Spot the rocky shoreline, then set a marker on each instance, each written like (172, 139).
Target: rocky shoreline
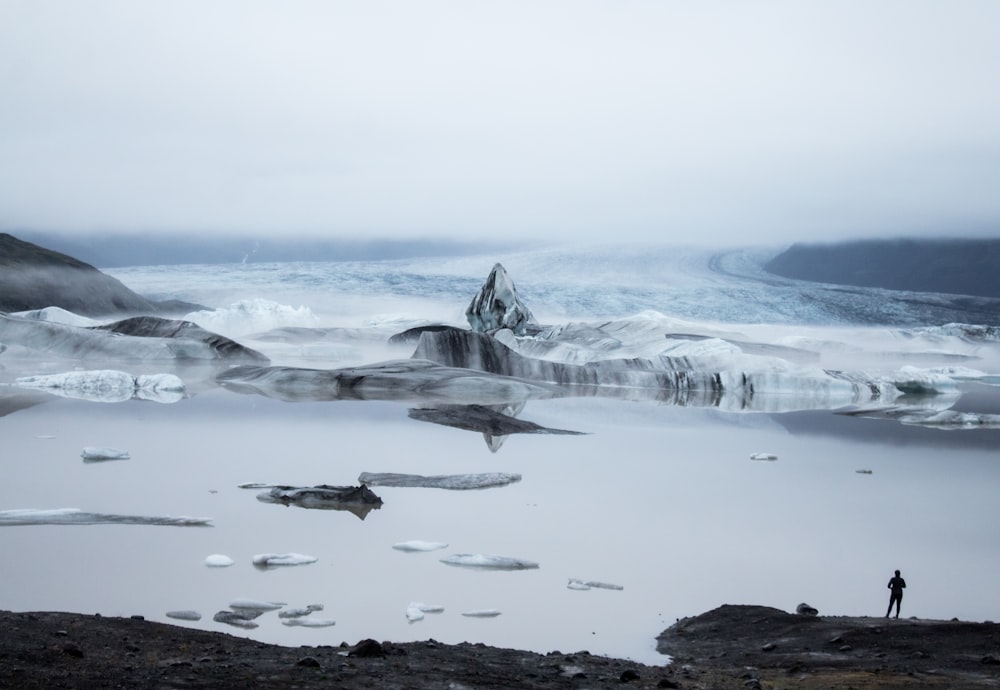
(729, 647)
--
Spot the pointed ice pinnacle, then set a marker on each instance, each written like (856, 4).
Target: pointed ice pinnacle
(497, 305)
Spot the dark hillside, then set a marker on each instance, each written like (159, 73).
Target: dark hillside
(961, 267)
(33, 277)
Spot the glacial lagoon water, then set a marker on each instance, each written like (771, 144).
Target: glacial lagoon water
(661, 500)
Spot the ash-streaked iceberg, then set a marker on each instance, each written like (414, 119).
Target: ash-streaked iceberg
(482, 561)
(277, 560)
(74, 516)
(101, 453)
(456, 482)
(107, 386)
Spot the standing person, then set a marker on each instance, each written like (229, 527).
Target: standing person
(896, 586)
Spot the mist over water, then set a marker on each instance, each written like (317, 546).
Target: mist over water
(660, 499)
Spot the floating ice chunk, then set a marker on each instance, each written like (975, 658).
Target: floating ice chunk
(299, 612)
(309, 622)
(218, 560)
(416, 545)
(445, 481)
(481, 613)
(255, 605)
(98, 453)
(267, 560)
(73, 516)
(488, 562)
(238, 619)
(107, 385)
* * *
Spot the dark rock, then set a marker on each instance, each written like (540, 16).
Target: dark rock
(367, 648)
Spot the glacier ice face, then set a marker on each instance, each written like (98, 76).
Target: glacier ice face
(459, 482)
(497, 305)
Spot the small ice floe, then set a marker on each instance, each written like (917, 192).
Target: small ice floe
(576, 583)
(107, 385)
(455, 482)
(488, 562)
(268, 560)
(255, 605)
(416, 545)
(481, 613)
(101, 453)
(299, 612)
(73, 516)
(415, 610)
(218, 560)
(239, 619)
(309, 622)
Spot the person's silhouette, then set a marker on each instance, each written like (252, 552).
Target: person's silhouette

■ PROBLEM TO SOLVE:
Present the part that opens with the line containing "Spot the small" and closes with the line containing "Target: person's silhouette" as a Markdown table, both end lines included and blank lines left out. Use the columns "Line No." for a running number and "Text" for the line itself.

■ FINISHED ANSWER:
| Line No. | Text |
|---|---|
| 1 | Spot the small ice floe, then set a marker on each instance, each written like (917, 192). |
| 2 | Target: small ice floe |
| 3 | (576, 583) |
| 4 | (107, 385) |
| 5 | (455, 482) |
| 6 | (488, 562) |
| 7 | (268, 560) |
| 8 | (255, 605) |
| 9 | (416, 545) |
| 10 | (481, 613) |
| 11 | (101, 453) |
| 12 | (299, 612) |
| 13 | (73, 516) |
| 14 | (415, 610) |
| 15 | (218, 560) |
| 16 | (239, 619) |
| 17 | (309, 622) |
| 18 | Spot the person's silhouette, then set a marker on each instance, each written like (252, 552). |
| 19 | Target: person's silhouette |